▶ [Deine Aufgabe]:
Suche in den folgenden Daten jede Zeile, die das Wort „below“ enthält, und schreibe diese Zeilen vollständig ab. Achte dabei auf Groß- und Kleinschreibung.

▶ [Gezeigte Daten]:
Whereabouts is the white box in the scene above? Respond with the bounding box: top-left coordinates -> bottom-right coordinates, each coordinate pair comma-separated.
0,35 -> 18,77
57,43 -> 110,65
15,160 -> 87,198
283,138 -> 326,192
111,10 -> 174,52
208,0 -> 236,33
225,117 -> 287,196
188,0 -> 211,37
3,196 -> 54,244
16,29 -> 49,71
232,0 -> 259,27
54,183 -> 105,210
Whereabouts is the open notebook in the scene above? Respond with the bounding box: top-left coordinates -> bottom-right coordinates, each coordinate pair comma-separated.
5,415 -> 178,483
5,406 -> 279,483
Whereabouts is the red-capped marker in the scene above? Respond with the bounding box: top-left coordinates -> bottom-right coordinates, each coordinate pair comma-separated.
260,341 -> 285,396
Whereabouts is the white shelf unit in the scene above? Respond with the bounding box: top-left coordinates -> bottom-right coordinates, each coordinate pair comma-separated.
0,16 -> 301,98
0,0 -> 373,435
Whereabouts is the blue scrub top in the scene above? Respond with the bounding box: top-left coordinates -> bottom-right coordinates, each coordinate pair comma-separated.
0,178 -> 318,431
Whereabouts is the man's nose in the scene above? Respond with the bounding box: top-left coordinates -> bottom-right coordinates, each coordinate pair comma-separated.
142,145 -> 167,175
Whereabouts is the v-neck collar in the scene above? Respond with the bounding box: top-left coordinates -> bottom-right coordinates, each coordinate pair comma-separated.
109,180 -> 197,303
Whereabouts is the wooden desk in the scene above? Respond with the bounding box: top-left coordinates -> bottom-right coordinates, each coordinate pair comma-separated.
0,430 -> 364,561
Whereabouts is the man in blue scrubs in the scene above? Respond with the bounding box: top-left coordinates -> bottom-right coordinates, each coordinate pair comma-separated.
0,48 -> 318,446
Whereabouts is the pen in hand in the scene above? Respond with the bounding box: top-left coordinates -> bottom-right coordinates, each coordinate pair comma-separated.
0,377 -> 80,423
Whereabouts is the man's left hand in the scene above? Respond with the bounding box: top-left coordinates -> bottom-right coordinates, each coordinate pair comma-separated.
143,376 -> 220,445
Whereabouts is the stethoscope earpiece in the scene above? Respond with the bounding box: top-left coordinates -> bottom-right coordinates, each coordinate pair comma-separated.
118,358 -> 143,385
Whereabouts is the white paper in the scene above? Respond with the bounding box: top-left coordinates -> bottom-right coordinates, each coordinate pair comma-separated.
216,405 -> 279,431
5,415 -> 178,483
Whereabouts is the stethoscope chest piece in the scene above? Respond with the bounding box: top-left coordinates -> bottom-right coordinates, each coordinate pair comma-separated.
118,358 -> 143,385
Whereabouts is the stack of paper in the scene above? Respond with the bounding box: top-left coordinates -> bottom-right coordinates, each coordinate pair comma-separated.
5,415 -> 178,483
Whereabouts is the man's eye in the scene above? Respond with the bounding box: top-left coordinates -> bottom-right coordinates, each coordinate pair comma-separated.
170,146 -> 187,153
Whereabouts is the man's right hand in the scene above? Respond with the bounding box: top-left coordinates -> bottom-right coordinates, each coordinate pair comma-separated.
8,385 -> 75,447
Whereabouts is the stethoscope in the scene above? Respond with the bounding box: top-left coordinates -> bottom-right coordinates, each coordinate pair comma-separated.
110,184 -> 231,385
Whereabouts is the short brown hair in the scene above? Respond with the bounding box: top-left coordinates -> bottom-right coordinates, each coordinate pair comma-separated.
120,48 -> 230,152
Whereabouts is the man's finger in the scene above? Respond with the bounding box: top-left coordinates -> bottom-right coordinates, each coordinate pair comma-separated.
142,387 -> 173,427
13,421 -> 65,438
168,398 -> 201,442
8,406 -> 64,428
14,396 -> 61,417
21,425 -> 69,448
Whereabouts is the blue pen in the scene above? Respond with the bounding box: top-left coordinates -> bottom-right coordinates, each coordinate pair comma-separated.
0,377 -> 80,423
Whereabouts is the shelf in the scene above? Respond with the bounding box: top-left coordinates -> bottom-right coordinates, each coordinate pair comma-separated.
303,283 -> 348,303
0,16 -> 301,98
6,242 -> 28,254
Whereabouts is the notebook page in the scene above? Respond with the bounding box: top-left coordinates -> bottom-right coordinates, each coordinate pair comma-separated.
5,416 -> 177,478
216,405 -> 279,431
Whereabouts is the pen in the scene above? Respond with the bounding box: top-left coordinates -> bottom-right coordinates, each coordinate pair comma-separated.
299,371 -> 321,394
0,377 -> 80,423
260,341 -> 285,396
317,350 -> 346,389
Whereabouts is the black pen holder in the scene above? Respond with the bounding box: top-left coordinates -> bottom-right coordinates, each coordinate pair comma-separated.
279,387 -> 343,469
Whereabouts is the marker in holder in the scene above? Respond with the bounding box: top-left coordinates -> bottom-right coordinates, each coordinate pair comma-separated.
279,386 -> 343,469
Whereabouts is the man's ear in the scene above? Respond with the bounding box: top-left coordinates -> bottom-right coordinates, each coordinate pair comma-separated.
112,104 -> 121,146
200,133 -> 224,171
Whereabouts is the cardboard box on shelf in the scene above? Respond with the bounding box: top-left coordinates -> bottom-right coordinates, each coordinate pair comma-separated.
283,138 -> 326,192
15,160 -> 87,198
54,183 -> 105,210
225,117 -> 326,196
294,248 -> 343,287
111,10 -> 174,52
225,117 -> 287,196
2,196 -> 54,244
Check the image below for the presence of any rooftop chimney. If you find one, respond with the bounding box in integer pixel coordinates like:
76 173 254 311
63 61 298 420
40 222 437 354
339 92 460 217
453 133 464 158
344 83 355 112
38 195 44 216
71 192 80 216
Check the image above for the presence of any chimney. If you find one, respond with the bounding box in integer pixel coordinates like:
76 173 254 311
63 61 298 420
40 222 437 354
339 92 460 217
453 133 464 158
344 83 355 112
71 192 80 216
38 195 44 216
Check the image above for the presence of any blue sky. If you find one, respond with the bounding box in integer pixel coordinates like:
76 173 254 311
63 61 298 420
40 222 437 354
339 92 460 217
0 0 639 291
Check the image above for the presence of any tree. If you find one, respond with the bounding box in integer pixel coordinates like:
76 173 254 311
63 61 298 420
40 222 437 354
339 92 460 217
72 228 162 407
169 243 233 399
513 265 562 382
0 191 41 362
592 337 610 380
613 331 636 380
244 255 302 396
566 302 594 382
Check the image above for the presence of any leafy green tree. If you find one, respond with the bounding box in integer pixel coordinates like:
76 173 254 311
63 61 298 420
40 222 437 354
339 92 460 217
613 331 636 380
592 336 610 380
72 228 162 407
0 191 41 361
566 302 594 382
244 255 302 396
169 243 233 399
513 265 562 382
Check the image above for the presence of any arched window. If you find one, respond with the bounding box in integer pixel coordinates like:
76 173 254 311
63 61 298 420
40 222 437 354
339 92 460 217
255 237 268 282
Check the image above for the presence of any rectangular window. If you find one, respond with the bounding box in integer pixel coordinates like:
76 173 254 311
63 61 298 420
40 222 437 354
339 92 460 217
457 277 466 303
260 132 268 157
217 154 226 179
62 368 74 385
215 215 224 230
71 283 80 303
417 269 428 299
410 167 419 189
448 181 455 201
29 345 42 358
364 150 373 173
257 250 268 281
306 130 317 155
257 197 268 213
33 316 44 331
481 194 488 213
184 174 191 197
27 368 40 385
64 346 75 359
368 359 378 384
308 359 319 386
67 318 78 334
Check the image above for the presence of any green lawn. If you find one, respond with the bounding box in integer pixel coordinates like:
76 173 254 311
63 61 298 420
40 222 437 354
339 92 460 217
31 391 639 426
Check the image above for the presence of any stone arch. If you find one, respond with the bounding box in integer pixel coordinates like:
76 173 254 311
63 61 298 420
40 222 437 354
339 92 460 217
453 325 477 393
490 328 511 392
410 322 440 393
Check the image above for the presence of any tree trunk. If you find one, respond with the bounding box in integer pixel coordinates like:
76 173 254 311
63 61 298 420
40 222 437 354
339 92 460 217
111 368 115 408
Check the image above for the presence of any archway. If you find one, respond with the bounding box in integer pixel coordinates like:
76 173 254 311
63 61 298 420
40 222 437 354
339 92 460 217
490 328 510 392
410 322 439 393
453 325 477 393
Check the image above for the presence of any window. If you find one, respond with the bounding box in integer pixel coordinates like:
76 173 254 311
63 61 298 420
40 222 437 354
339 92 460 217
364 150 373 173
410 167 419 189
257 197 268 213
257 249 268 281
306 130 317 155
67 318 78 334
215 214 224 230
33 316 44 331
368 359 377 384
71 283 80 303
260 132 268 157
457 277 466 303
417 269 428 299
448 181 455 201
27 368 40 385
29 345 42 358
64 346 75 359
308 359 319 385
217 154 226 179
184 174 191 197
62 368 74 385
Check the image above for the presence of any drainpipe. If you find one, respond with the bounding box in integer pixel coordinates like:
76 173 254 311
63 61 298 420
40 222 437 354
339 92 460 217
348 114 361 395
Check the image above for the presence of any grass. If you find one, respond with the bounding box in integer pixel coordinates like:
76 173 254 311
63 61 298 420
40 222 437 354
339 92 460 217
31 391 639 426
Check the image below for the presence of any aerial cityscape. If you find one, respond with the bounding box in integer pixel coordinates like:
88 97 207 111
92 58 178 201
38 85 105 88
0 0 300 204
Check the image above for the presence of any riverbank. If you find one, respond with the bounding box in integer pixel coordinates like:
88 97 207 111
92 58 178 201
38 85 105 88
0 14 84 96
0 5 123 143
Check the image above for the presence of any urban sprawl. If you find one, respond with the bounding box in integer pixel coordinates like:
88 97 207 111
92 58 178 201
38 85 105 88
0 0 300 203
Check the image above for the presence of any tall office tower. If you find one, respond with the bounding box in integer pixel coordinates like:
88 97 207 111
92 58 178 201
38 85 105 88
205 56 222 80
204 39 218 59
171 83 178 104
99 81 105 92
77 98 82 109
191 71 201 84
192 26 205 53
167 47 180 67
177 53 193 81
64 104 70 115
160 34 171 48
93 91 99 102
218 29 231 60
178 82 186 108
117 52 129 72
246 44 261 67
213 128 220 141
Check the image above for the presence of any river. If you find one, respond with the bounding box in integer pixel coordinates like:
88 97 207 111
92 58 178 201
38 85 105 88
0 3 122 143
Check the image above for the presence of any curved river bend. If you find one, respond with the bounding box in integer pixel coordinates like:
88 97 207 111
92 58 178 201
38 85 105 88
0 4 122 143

▶ [Antwort zur Aufgabe]:
Check the image below for the presence of any rooftop chimney. If you find one, respond with the bounding box in integer pixel coordinates like:
Check the image below for the presence of any aerial cityscape. If you find one, respond with the bounding box in integer pixel coordinates like:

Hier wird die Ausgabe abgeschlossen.